Stored items

═══

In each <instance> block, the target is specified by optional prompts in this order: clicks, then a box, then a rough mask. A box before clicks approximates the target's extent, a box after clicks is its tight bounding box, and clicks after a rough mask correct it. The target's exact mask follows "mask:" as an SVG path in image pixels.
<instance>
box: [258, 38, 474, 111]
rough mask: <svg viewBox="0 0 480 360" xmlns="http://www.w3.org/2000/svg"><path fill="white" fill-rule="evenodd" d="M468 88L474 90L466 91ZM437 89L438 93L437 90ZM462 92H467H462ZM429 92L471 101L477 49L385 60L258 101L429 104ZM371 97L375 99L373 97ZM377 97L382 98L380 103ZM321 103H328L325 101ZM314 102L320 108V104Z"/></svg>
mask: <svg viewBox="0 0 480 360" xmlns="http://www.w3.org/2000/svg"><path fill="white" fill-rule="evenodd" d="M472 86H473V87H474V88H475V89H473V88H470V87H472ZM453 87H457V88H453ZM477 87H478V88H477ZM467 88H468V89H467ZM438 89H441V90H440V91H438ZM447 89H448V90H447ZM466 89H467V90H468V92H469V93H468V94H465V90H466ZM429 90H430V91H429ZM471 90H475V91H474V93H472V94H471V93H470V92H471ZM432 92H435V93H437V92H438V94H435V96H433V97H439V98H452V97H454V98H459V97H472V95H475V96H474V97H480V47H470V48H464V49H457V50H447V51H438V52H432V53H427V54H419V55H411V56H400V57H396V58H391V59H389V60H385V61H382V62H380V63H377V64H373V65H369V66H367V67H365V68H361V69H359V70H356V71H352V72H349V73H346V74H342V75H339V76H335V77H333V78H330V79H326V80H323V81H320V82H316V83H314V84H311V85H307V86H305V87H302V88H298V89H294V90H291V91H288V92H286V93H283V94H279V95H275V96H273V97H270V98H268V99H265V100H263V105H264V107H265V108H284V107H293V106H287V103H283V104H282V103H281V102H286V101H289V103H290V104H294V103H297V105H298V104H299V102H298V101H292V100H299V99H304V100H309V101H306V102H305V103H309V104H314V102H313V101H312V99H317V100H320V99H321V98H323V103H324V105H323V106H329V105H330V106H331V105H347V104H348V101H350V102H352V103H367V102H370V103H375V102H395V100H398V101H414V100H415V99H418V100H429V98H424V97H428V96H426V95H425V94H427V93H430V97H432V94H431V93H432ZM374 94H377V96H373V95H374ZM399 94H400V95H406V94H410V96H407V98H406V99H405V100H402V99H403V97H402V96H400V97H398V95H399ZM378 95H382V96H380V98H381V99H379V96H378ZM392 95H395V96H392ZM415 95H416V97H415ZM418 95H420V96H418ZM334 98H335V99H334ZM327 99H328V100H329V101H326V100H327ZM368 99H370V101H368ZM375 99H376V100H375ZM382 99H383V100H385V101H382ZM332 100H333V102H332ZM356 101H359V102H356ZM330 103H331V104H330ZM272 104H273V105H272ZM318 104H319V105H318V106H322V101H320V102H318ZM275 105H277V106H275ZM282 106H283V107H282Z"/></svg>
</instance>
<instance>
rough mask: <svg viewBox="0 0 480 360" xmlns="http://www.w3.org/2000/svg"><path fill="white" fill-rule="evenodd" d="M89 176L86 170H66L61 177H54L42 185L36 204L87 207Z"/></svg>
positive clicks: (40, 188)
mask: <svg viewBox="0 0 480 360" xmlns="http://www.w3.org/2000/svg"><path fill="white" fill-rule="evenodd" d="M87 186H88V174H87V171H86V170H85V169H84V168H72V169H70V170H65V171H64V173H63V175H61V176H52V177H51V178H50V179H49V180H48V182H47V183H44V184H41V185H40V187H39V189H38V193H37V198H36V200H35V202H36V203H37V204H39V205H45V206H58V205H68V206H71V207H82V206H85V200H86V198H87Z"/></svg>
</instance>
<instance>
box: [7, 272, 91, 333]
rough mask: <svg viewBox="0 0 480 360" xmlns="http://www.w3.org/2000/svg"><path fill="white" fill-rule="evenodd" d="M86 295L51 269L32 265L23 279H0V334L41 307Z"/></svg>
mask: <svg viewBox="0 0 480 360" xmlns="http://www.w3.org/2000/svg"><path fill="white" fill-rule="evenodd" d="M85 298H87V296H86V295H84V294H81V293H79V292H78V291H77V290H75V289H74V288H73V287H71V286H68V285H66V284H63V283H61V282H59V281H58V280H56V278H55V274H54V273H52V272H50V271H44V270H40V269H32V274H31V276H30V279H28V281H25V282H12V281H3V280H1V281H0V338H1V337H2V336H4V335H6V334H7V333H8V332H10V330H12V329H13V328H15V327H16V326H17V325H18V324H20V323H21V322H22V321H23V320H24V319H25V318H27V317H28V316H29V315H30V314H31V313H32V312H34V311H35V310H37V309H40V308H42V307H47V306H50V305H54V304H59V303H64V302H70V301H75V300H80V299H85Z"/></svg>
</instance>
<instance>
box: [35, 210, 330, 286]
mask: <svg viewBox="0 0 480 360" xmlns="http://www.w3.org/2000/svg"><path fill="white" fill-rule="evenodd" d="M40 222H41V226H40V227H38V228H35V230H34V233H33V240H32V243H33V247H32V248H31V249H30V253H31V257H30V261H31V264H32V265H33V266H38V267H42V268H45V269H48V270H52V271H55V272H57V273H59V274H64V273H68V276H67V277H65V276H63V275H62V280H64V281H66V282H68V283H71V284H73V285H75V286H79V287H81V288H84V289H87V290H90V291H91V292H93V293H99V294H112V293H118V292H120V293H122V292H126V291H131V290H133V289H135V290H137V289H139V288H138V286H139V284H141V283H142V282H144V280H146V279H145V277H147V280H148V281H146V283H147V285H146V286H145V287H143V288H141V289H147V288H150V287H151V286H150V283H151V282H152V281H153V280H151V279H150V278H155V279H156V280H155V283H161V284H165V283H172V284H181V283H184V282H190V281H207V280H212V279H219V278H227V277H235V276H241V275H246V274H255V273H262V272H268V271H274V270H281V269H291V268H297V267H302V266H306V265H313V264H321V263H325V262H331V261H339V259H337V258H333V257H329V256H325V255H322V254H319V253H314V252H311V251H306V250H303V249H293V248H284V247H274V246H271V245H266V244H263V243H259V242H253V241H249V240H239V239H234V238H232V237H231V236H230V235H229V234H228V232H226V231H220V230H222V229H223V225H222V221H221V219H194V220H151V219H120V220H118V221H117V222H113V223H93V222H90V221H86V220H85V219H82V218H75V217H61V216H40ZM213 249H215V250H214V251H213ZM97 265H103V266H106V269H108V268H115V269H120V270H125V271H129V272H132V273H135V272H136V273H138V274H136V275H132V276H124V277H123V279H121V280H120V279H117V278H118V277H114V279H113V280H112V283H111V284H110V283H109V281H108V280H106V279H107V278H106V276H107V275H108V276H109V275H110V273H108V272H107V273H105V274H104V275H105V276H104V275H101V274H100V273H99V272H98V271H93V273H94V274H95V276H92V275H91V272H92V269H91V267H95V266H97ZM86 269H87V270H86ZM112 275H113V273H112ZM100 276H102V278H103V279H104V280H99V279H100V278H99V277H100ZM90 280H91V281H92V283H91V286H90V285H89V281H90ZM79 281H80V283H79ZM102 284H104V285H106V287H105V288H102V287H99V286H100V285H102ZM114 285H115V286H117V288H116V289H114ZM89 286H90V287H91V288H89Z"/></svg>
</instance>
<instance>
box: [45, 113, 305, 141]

═══

> [WHAT YOU WILL DO] Take the entries above and transcribe them exactly.

> [SOLUTION TO THIS TASK]
In each <instance> block, the target is specified by optional prompts in this order: clicks, then a box, then a rough mask. A box before clicks approximates the target's extent, a box after clicks is its tight bounding box, and clicks after a rough mask correct it. The target's exact mask follows "mask:" as an SVG path in image pixels.
<instance>
box: [258, 38, 474, 111]
rough mask: <svg viewBox="0 0 480 360" xmlns="http://www.w3.org/2000/svg"><path fill="white" fill-rule="evenodd" d="M468 88L474 90L466 91ZM437 89L438 93L437 90ZM462 92H467H462ZM429 92L471 101L477 49L385 60L258 101L429 104ZM371 97L375 99L373 97ZM377 97L382 98L380 103ZM321 103H328L325 101ZM314 102L320 108V104Z"/></svg>
mask: <svg viewBox="0 0 480 360" xmlns="http://www.w3.org/2000/svg"><path fill="white" fill-rule="evenodd" d="M472 86H473V87H474V88H475V89H473V88H470V87H472ZM453 87H457V88H453ZM477 87H478V88H477ZM467 88H468V89H467ZM438 89H441V90H440V91H438ZM447 89H448V90H447ZM466 89H467V90H468V92H469V93H468V94H465V90H466ZM429 90H430V91H429ZM471 90H475V91H474V93H472V94H471V93H470V92H471ZM432 92H435V93H437V92H438V94H435V96H433V97H439V98H452V97H454V98H459V97H472V95H475V96H474V97H480V47H470V48H464V49H457V50H447V51H438V52H432V53H427V54H419V55H411V56H400V57H396V58H391V59H389V60H385V61H382V62H380V63H377V64H373V65H369V66H367V67H365V68H361V69H359V70H356V71H352V72H349V73H346V74H342V75H339V76H335V77H333V78H330V79H326V80H323V81H320V82H316V83H314V84H311V85H307V86H305V87H302V88H298V89H294V90H291V91H288V92H286V93H283V94H279V95H275V96H273V97H270V98H268V99H265V100H263V105H264V107H265V108H284V107H293V106H287V103H283V104H282V103H281V102H286V101H289V103H290V104H294V103H297V105H298V104H299V102H298V101H292V100H299V99H304V100H309V101H306V102H305V103H309V104H314V102H313V101H312V99H317V100H320V99H321V98H323V103H324V105H323V106H329V105H330V106H331V105H347V104H348V101H350V102H352V103H367V102H370V103H375V102H395V100H398V101H414V100H415V99H418V100H429V98H424V97H428V96H426V95H425V94H427V93H430V97H432V94H431V93H432ZM374 94H377V96H373V95H374ZM399 94H400V95H406V94H410V96H407V98H406V99H405V100H402V99H403V97H402V96H400V97H398V95H399ZM378 95H382V96H380V98H381V99H379V96H378ZM392 95H395V96H392ZM415 95H416V97H415ZM418 95H420V96H418ZM334 98H335V99H334ZM327 99H328V100H329V101H326V100H327ZM368 99H370V101H368ZM375 99H376V100H375ZM382 99H383V100H385V101H382ZM332 100H333V102H332ZM356 101H359V102H356ZM330 103H331V104H330ZM272 104H273V105H272ZM318 104H319V105H318V106H322V101H320V102H318ZM275 105H277V106H275ZM282 106H283V107H282Z"/></svg>
</instance>
<instance>
rough mask: <svg viewBox="0 0 480 360" xmlns="http://www.w3.org/2000/svg"><path fill="white" fill-rule="evenodd" d="M89 176L86 170H66L61 177H54L42 185L36 204L87 207Z"/></svg>
positive clicks: (40, 188)
mask: <svg viewBox="0 0 480 360" xmlns="http://www.w3.org/2000/svg"><path fill="white" fill-rule="evenodd" d="M87 186H88V174H87V171H86V170H85V169H84V168H72V169H70V170H65V171H64V173H63V175H61V176H52V177H51V178H50V179H49V180H48V182H47V183H44V184H41V185H40V187H39V189H38V193H37V198H36V200H35V202H36V203H37V204H39V205H45V206H58V205H68V206H71V207H82V206H85V200H86V198H87Z"/></svg>
</instance>
<instance>
box: [7, 272, 91, 333]
rough mask: <svg viewBox="0 0 480 360" xmlns="http://www.w3.org/2000/svg"><path fill="white" fill-rule="evenodd" d="M86 295L51 269L32 265L23 279H0V334L41 307Z"/></svg>
mask: <svg viewBox="0 0 480 360" xmlns="http://www.w3.org/2000/svg"><path fill="white" fill-rule="evenodd" d="M85 298H87V296H86V295H84V294H81V293H79V292H78V291H77V290H75V289H74V288H73V287H71V286H68V285H66V284H63V283H61V282H59V281H58V280H56V278H55V274H54V273H52V272H50V271H44V270H40V269H32V274H31V276H30V279H28V281H25V282H12V281H3V280H1V281H0V338H1V337H2V336H4V335H6V334H7V333H8V332H10V330H12V329H13V328H15V327H16V326H17V325H18V324H20V323H21V322H22V321H23V320H24V319H25V318H27V317H28V316H29V315H30V314H31V313H32V312H34V311H35V310H37V309H40V308H42V307H47V306H50V305H54V304H59V303H64V302H70V301H75V300H80V299H85Z"/></svg>
</instance>
<instance>
box: [35, 210, 330, 286]
mask: <svg viewBox="0 0 480 360" xmlns="http://www.w3.org/2000/svg"><path fill="white" fill-rule="evenodd" d="M40 222H41V226H40V227H38V228H35V230H34V233H33V240H32V243H33V247H32V248H31V249H30V253H31V257H30V261H31V264H32V265H33V266H38V267H42V268H45V269H48V270H52V271H55V272H57V273H59V274H64V273H68V276H67V277H65V276H63V275H62V280H64V281H66V282H68V283H71V284H73V285H75V286H79V287H81V288H84V289H87V290H90V291H91V292H93V293H99V294H112V293H118V292H120V293H122V292H126V291H131V290H133V289H135V290H137V289H139V288H138V286H139V284H141V283H142V282H144V280H146V279H145V277H147V280H148V281H146V283H147V285H146V286H145V287H143V288H141V289H147V288H150V287H151V286H150V283H151V282H152V281H153V280H151V279H150V278H155V279H156V280H155V283H161V284H165V283H172V284H181V283H184V282H190V281H207V280H212V279H219V278H227V277H235V276H241V275H246V274H255V273H262V272H268V271H274V270H281V269H291V268H297V267H302V266H306V265H313V264H321V263H325V262H331V261H339V259H337V258H333V257H329V256H325V255H322V254H319V253H314V252H311V251H306V250H303V249H293V248H284V247H274V246H271V245H266V244H263V243H259V242H253V241H249V240H239V239H234V238H232V237H231V236H230V235H229V234H228V232H226V231H220V230H222V229H223V225H222V221H221V219H194V220H151V219H120V220H118V221H117V222H113V223H93V222H90V221H86V220H85V219H82V218H75V217H61V216H40ZM213 249H215V250H214V251H213ZM97 265H103V266H106V269H108V268H115V269H120V270H125V271H129V272H132V273H135V272H136V273H138V274H136V275H132V276H124V277H123V279H121V280H120V279H117V278H118V277H114V279H113V280H112V283H111V284H110V283H109V281H108V280H106V279H107V278H106V276H107V275H108V276H109V275H110V273H108V272H107V273H105V274H104V275H105V276H104V275H101V274H100V273H99V272H98V271H93V273H94V274H95V276H92V275H91V272H92V269H91V267H95V266H97ZM86 269H87V270H86ZM112 275H113V273H112ZM100 276H102V278H103V279H104V280H99V279H100V278H99V277H100ZM90 280H91V281H92V283H91V286H90V285H89V281H90ZM79 281H80V283H79ZM102 284H104V285H106V287H105V288H102V287H99V286H100V285H102ZM114 285H115V286H117V288H116V289H114ZM89 286H90V287H91V288H89Z"/></svg>
</instance>
<instance>
box: [45, 113, 305, 141]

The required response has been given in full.